*** Oefentekst

ECLI:NL:TGZRAMS:2024:119 Regionaal Tuchtcollege voor de Gezondheidszorg Amsterdam A2023/5685
ECLI: | ECLI:NL:TGZRAMS:2024:119 |
---|---|
Datum uitspraak: | 21-05-2024 |
Datum publicatie: | 21-05-2024 |
Zaaknummer(s): | A2023/5685 |
Onderwerp: | Onvoldoende informatie |
Beslissingen: | Gegrond, waarschuwing |
Inhoudsindicatie: | Deels gegronde klacht tegen een kaakchirurg. De kaakchirurg heeft bij klaagster een operatie uitgevoerd om haar gezicht te vervrouwelijken (facial feminization surgery). Klaagster verwijt de kaakchirurg dat zij haar niet goed heeft geïnformeerd over het risico op een beschadiging van de zenuw. Uit het medisch dossier kan het college niet opmaken wat de kaakchirurg precies met klaagster heeft besproken. De aantekeningen van de kaakchirurg in het dossier zijn hiervoor te summier. In het dossier is wel genoteerd dat is gesproken over complicaties, waarbij nervusletsel als mogelijke complicatie is genoemd, maar het ging bij klaagster over verschillende ingrepen, zoals een voorhoofdcorrectie met wenkbrauwlift en haarlijncorrectie, kincorrectie, kaakhoekreductie en jukbeencorrectie. De informatie over het risico op complicaties lijkt niet toegespitst te zijn op de verschillende onderdelen van de operatie, zoals de kincorrectie. Bij een dergelijke ingrijpende operatie is uitgebreide voorlichting cruciaal. Daarvoor is ook voldoende tijd beschikbaar omdat het om een geplande operatie gaat. Het college kan niet vaststellen dat de kaakchirurg adequate voorlichting heeft gegeven over het hoge risico op blijvende zenuwschade. Dit klachtonderdeel is gegrond. Het gaat hier om een belangrijk patiëntenrecht. Daarom acht het college een waarschuwing passend en geboden. Het overige klachtonderdeel is ongegrond verklaard. Klacht deels gegrond verklaard, waarschuwing. |
REGIONAAL TUCHTCOLLEGE VOOR DE GEZONDHEIDSZORG
AMSTERDAM
Beslissing van 21 mei 2024 op de klacht van:
A,
wonende in B,
klaagster,
tegen
C,
kaakchirurg,
werkzaam in D,
verweerster, hierna ook: de kaakchirurg,
gemachtigde: mr. A.L.J. Domevscek, werkzaam in Amsterdam.

******

- _Opdrachten_:
1. Beantwoord deze vragen over de uitspraak:
(a) Op welke datum is de uitspraak gedaan?
(b) Welk onderwerp staat bij de zaak vermeld?
(c) In welke plaats werkt de gemachtigde van de kaakchirurg?
2. Leg uit waarom het college volgens de uitspraak een waarschuwing passend en geboden acht.
3. Vertaal deze zin uit de uitspraak in het Engels: "Bij een dergelijke ingrijpende operatie is uitgebreide voorlichting cruciaal."

*** Gegevensuittreksel

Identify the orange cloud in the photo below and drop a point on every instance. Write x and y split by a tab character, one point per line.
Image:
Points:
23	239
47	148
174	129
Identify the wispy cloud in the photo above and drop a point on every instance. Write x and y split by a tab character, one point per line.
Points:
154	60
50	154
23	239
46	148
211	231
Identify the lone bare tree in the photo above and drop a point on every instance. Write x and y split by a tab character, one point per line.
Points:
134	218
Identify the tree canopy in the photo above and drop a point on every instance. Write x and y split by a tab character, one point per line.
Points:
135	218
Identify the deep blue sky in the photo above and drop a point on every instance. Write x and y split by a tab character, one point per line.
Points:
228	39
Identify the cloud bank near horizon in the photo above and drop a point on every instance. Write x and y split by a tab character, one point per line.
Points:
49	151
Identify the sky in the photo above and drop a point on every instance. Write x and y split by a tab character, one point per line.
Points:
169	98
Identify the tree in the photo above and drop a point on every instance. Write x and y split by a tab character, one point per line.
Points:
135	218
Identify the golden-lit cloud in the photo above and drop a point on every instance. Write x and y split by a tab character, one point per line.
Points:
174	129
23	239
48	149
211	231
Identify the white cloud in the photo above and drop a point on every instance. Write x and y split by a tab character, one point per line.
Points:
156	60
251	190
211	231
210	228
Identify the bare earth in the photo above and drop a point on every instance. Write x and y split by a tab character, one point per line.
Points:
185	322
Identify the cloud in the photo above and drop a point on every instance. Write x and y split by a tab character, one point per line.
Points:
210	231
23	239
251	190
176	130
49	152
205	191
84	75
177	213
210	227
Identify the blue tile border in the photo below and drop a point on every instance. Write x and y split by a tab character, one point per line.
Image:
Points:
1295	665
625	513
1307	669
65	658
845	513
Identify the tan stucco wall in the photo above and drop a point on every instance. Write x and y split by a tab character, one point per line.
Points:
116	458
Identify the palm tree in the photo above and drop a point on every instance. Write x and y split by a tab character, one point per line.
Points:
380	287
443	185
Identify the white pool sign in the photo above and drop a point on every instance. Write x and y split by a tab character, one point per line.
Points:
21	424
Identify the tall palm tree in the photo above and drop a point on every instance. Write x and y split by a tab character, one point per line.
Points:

******

- _Antwoorden op volgorde_:
1.
(a) 21 mei 2024
(b) Onvoldoende informatie
(c) Amsterdam

2. Het college kan niet vaststellen dat de kaakchirurg adequate voorlichting heeft gegeven over het hoge risico op blijvende zenuwschade. Het gaat daarbij om een belangrijk patiëntenrecht, en daarom vindt het college een waarschuwing passend en geboden.

3. For such a major operation, thorough patient information is crucial.